> _課題の目的_
以下に示すショートドラマの流行に関する文章を、全文そのまま書き写してください。

中国から始まったショートドラマのトレンド
ごっこ倶楽部が結成されたのは、2021年5月。当時のメンバーは、役者5人とフォトグラファー1名。コロナ禍で仕事がなくなり、自分たちでできることを探して見つけたのが、TikTokの縦型ショートドラマだった。最初は法人化しておらず、2022年の2月に株式会社GOKKOを設立した。
会社の発起人は、共同創業者であり、クリエイティブサイドの総監督を担う多田智さん。多田さんが日本人と中国人のハーフなこともあり、中国のコンテンツをトレンドとして先読みできたという。そんな多田さんがごっこ倶楽部をスタートさせ、1ヵ月でTikTokのフォロワー数は17万まで伸びた。 しかしその一方、制作費は持ち出しだったりとマネタイズに苦労していた時期でもあった。そんな資金が底を尽きる寸前のタイミングで、田中さんがチームに加わることになったのだ。
ではそもそもなぜ、ここ数年でショートドラマが流行したのだろうか。その背景について田中さんは、サービスに投稿できる動画の尺が伸びたことを理由のひとつに挙げた。
「たとえばTikTokは、コンテンツの尺が最初15秒から始まり、60秒、3分、そして、現在は60分まで伸びました。これによってダンスのような出尽くされたコンテンツだけではなくて、ストーリー性があるような新しいコンテンツが作れるようになったわけです」
また田中さんは、作り手からしてもショートドラマ は制作しやすいコンテンツであり、さまざまな映像配信系のプラットフォームでランキング上位を占めるドラマが多く視聴されたことも必然だと語る。

> _一覧_
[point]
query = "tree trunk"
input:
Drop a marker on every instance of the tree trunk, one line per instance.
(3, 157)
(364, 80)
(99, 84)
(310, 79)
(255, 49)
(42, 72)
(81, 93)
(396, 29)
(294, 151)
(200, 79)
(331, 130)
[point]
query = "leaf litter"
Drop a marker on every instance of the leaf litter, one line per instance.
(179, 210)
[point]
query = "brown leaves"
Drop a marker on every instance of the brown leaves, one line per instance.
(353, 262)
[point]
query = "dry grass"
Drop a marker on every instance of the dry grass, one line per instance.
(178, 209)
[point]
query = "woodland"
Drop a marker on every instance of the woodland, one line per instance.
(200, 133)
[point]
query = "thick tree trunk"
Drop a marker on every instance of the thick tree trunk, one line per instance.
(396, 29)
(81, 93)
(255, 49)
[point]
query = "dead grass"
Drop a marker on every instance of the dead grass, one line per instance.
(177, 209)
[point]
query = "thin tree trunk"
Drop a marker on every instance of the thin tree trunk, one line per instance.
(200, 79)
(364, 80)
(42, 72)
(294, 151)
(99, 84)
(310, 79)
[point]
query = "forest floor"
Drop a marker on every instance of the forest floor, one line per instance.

> _解答記述_
中国から始まったショートドラマのトレンド
ごっこ倶楽部が結成されたのは、2021年5月。当時のメンバーは、役者5人とフォトグラファー1名。コロナ禍で仕事がなくなり、自分たちでできることを探して見つけたのが、TikTokの縦型ショートドラマだった。最初は法人化しておらず、2022年の2月に株式会社GOKKOを設立した。
会社の発起人は、共同創業者であり、クリエイティブサイドの総監督を担う多田智さん。多田さんが日本人と中国人のハーフなこともあり、中国のコンテンツをトレンドとして先読みできたという。そんな多田さんがごっこ倶楽部をスタートさせ、1ヵ月でTikTokのフォロワー数は17万まで伸びた。 しかしその一方、制作費は持ち出しだったりとマネタイズに苦労していた時期でもあった。そんな資金が底を尽きる寸前のタイミングで、田中さんがチームに加わることになったのだ。
ではそもそもなぜ、ここ数年でショートドラマが流行したのだろうか。その背景について田中さんは、サービスに投稿できる動画の尺が伸びたことを理由のひとつに挙げた。
「たとえばTikTokは、コンテンツの尺が最初15秒から始まり、60秒、3分、そして、現在は60分まで伸びました。これによってダンスのような出尽くされたコンテンツだけではなくて、ストーリー性があるような新しいコンテンツが作れるようになったわけです」
また田中さんは、作り手からしてもショートドラマ は制作しやすいコンテンツであり、さまざまな映像配信系のプラットフォームでランキング上位を占めるドラマが多く視聴されたことも必然だと語る。